REQUIRED WORK:
a – Reproduce the passage of the 2018 AI/ML review from "2018 in AI/ML" up to and including "Opinions are mine.".
b – Answer these questions using the review of 2018 in AI/ML:
(i) Which company does the author work for?
(ii) What kind of service is Amazon Forecast?
(iii) What two additions did Dataiku make after Gartner raised issues?
c – Continue the blog post reviewing 2018 in AI/ML from its last sentence.

TEXT PASSAGE:
▬▬▬▬▬▬

2018 in AI/ML

Well, 2018 is dead and gone. Time to take a look back at the year in AI/ML.

A reminder that I work for DataRobot. This is my personal blog. Opinions are mine.

On the Move

It’s hard to believe that Amazon Web Services introduced Amazon SageMaker just a year ago, but here we are. AWS moved aggressively to enhance the service with new native and partner capabilities. The service still targets the experienced AWS developer, but AWS can move upmarket if it chooses. Joyent CTO Brian Cantrill tweets:

Am waiting for the year that reInvent goes full Red Wedding, locking the doors and announcing that every attendee’s product or service is now a forthcoming AWS offering. Or maybe that was this year?

Reinforcement learning is among the new bits in SageMaker. If you want to push your toddler into an AI career, AWS announced DeepRacer, an autonomous model race car. Just in time for Christmas.

AWS also announced Amazon Forecast at re:Invent. Amazon Forecast is a managed service for time series analysis. As a global retailer, Amazon has a huge forecasting problem and skills to match. Marketing materials stress AWS’ deep experience in retail forecasting, a credential that would appeal to retailers if retailers wanted to do business with AWS. They don’t however, so AWS might want to shut up about its retailing chops.

Dataiku did not do well in Gartner’s 2018 MQ, dropping like a stone to the bottom of the Ability to Execute axis. Not quite the bottom: Dataiku did better than Teradata. “We beat Teradata” gives cold comfort when you note that Teradata deprecated Aster and exited the category.

To its credit, Dataiku responded to the issues that Gartner surfaced, adding a deployment API and containerized engines. Customer ratings in Gartner PeerInsights look strong, which bodes well for Dataiku’s position in the 2019 MQ.

▬▬▬▬▬▬

RECORDS SUPPLIED:
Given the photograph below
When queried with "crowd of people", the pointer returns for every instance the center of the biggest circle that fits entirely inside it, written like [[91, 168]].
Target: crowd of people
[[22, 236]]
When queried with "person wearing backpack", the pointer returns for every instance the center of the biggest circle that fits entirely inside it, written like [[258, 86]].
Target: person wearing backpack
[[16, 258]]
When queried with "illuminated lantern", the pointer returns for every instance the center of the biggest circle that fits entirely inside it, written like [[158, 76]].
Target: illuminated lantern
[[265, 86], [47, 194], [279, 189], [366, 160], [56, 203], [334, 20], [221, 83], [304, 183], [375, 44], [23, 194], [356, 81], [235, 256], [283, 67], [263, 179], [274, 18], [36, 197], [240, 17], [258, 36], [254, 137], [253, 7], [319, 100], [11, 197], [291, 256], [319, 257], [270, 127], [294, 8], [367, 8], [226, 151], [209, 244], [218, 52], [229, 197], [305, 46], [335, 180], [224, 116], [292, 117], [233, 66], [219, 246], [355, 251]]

▬▬▬▬▬▬

EXPECTED OUTPUTS:
a –
2018 in AI/ML

Well, 2018 is dead and gone. Time to take a look back at the year in AI/ML.

A reminder that I work for DataRobot. This is my personal blog. Opinions are mine.

b –
(i) DataRobot
(ii) A managed service for time series analysis
(iii) A deployment API and containerized engines

c –
Update: Dataiku announces a $101 million Series C round of venture capital. Iconiq Capital leads the round, with Alven Capital, Battery Ventures, Dawn Capital and FirstMark Capital also participating. Alven, Battery, and FirstMark all participated in Dataiku’s B round in 2017.

Databricks wants to be more than “the people who invented Apache Spark.” That’s a self-limiting value proposition: to the extent that Spark matures and stabilizes, customers are less likely to need Matei Zaharia to tune their RDDs.

In its first few years, Databricks was little more than Spark on AWS, and its main emphasis was on data engineering. Starting last year, the company pivoted towards the AI and machine learning market. This meant supporting a wider range of Java, Python, R, and Scala packages as well as Spark ML and Spark packages. Databricks also broadened its support for deep learning frameworks, including TensorFlow, MXNet, Keras, PyTorch, Caffe and Microsoft Cognitive Toolkit.

The pivot pays dividends. Earlier this year, Databricks scored a “Visionary” rating in Gartner’s 2018 MQ, thanks to its innovation and scalability. In June, Databricks introduced MLFlow for tool integration, experiment tracking, reproducibility, and model deployment. That’s a positive step towards an integrated data science and machine learning platform.

DataRobot (my employer) had a good year. The company released time series forecasting, model management, and model monitoring, among other things. In October, DataRobot closed a $100 million Series D round led by Sapphire Ventures and Meritech Capital Partners. Privately held startups don’t release financials, so the only way to tell which startups are going somewhere is to follow the money. Venture capitalists don’t back losers.

H2O.ai opened the champagne when Gartner released its 2018 MQ. Getting named to the Leader quadrant is a big deal, and it takes a lot of work to get there. Driverless AI is now available in all three cloud marketplaces. You can also install it on-premises on an NVIDIA GPU-accelerated box or an IBM “Minsky” server.

H2O.ai shipped 32 versions of Driverless AI this year, a fact that can be interpreted in more than one way. Agile sprints sound cool at hacker meetups, but enterprise customers don’t like to upgrade software every six days. Major product enhancements include GLM, time series, an alpha release of TensorFlow, and a text analytics capability that depends on TensorFlow, so I guess that’s in alpha too.

H2O World attracted “record audiences” when it played New York and London. It was the first time the show played those venues, so an audience greater than zero breaks the record.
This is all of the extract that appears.